(GIVEN PROBLEM) Reproduce exactly the lines below, starting with the line that contains "Where is the blue fairing" and ending with the last line of the records, both included, and nothing else.

'''

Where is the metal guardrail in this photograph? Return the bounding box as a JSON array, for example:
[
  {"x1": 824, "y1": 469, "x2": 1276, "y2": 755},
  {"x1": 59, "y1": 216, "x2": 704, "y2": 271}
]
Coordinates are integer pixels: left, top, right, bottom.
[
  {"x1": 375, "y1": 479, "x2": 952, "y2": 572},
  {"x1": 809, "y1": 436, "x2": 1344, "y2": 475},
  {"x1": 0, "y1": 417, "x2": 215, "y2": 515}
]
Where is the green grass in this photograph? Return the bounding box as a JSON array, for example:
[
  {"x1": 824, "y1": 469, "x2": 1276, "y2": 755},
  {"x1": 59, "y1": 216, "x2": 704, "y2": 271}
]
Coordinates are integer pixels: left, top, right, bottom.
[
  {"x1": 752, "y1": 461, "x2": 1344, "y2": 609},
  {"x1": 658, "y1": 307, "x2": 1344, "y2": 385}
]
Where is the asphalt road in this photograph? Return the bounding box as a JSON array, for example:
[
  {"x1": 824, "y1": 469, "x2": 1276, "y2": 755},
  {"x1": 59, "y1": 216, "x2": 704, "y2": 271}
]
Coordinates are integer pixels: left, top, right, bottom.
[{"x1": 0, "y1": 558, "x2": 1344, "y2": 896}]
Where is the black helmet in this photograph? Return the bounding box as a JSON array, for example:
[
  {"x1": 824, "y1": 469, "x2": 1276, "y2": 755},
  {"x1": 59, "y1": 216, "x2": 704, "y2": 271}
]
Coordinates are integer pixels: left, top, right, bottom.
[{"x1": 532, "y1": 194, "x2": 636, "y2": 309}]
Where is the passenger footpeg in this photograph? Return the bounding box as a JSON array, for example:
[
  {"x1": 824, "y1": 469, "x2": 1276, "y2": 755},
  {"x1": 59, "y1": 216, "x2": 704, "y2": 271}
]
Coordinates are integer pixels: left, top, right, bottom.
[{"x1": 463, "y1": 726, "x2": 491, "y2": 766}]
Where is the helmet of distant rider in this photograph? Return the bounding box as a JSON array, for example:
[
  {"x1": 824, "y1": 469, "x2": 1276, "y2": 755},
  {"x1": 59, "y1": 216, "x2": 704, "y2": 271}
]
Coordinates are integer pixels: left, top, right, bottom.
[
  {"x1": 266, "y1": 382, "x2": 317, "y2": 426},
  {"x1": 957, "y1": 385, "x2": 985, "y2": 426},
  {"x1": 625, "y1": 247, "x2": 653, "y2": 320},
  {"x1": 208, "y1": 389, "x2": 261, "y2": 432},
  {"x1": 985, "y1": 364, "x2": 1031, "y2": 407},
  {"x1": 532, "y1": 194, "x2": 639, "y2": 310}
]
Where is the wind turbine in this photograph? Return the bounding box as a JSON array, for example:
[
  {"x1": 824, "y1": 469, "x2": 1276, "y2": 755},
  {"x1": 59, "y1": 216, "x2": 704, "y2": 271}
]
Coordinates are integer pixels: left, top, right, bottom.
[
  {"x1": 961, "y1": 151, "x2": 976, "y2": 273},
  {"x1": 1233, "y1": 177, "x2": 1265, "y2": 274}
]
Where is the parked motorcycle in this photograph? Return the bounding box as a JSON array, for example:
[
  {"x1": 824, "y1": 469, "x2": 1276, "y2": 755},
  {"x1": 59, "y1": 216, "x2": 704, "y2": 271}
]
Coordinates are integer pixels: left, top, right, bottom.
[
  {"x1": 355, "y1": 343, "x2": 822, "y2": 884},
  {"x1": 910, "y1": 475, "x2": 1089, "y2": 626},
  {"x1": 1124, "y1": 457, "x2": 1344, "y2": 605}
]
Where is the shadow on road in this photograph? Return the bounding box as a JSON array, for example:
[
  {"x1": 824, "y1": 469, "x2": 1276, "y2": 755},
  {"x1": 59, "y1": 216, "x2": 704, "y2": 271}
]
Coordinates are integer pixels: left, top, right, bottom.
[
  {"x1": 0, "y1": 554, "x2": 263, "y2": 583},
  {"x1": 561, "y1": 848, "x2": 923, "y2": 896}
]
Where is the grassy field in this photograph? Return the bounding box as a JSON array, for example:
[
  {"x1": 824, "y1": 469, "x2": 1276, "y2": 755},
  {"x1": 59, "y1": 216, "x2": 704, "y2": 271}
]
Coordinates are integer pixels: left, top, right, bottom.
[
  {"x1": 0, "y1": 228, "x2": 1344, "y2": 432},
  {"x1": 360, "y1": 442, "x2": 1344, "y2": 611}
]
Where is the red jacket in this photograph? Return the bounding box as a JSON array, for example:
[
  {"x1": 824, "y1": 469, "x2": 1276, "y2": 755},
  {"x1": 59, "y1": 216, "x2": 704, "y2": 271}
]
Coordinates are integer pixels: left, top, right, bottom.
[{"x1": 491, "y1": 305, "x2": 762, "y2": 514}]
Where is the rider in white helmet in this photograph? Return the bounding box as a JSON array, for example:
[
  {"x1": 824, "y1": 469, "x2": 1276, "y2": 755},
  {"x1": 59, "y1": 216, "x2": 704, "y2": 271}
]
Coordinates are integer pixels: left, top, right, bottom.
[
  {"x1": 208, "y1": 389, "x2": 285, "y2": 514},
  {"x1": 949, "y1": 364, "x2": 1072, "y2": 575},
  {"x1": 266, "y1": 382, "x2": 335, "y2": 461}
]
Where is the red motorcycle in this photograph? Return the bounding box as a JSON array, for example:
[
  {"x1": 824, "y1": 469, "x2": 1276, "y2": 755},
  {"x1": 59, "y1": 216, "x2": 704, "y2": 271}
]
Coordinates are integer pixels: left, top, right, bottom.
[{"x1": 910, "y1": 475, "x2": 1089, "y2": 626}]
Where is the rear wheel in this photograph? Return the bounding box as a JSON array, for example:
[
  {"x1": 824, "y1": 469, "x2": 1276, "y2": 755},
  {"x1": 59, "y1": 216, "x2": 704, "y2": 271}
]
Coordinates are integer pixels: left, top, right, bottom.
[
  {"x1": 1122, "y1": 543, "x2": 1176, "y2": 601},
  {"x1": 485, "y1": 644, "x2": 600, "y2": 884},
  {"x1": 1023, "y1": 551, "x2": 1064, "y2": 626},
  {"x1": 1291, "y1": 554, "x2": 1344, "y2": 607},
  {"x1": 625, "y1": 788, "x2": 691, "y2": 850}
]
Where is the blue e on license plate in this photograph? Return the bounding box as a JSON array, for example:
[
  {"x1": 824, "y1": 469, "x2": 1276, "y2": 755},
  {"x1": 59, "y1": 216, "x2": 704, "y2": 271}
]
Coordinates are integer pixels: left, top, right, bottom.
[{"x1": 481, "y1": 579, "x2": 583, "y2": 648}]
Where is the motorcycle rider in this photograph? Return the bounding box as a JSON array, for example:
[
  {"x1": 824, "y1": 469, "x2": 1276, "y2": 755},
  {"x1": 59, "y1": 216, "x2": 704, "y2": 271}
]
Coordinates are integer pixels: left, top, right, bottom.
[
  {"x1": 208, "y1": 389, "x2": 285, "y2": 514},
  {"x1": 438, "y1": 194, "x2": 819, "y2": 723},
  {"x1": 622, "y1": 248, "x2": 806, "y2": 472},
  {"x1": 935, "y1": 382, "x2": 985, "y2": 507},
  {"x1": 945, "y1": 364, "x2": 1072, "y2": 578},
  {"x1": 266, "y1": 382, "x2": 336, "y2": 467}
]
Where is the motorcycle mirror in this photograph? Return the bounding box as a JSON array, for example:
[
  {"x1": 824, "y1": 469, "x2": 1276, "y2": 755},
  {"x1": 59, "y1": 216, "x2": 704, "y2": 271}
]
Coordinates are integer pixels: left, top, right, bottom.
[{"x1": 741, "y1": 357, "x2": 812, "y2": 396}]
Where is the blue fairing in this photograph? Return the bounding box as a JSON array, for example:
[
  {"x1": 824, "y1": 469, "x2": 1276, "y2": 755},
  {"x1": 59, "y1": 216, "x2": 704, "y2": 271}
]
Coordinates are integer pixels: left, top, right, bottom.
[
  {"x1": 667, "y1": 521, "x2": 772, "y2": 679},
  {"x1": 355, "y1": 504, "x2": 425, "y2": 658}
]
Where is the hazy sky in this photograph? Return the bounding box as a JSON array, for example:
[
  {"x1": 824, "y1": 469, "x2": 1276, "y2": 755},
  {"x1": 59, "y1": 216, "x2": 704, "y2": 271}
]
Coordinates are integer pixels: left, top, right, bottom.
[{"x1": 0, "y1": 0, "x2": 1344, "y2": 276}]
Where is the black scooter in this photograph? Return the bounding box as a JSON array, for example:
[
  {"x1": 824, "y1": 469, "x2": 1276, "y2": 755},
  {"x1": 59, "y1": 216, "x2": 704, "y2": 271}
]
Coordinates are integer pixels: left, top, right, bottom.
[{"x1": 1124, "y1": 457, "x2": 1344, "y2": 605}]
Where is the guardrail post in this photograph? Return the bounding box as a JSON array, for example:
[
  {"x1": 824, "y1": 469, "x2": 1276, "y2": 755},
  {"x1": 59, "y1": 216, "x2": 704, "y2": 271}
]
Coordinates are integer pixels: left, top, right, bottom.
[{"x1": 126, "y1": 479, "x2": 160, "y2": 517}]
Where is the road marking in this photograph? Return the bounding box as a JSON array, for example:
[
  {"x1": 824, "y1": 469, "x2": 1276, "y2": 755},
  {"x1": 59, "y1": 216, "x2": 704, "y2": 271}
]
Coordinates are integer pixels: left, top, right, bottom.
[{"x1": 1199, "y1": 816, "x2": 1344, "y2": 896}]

'''

(FINISHED TASK)
Where is the blue fairing in this photograph? Return the bounding box as a JSON array, for example:
[
  {"x1": 824, "y1": 469, "x2": 1276, "y2": 755},
  {"x1": 59, "y1": 216, "x2": 704, "y2": 271}
]
Coordinates are integer pixels: left, top, right, bottom.
[
  {"x1": 667, "y1": 521, "x2": 772, "y2": 679},
  {"x1": 355, "y1": 504, "x2": 425, "y2": 658}
]
Where is the hazy sky in this photograph? Return the bounding box as a JSON array, for example:
[
  {"x1": 824, "y1": 469, "x2": 1276, "y2": 755},
  {"x1": 59, "y1": 216, "x2": 704, "y2": 271}
]
Coordinates are integer pixels: left, top, right, bottom.
[{"x1": 0, "y1": 0, "x2": 1344, "y2": 276}]
Where is the black scooter in this photograph? Return the bounding box as a JSON array, for example:
[
  {"x1": 824, "y1": 469, "x2": 1276, "y2": 755},
  {"x1": 59, "y1": 216, "x2": 704, "y2": 271}
]
Coordinates are integer pixels: left, top, right, bottom.
[{"x1": 1124, "y1": 457, "x2": 1344, "y2": 605}]
Where is the guardrail post in this photograph? Return the bounding box as a JSON array, for example:
[
  {"x1": 824, "y1": 469, "x2": 1276, "y2": 755},
  {"x1": 59, "y1": 216, "x2": 704, "y2": 271}
]
Coordinates are integer pixels: left, top, right, bottom.
[{"x1": 126, "y1": 479, "x2": 160, "y2": 517}]
Where is the road marking in this photograph? Return the bounding box as a JSON array, for example:
[
  {"x1": 824, "y1": 469, "x2": 1276, "y2": 755},
  {"x1": 59, "y1": 216, "x2": 704, "y2": 271}
]
Coordinates are integer pixels: left, top, right, bottom.
[{"x1": 1199, "y1": 816, "x2": 1344, "y2": 896}]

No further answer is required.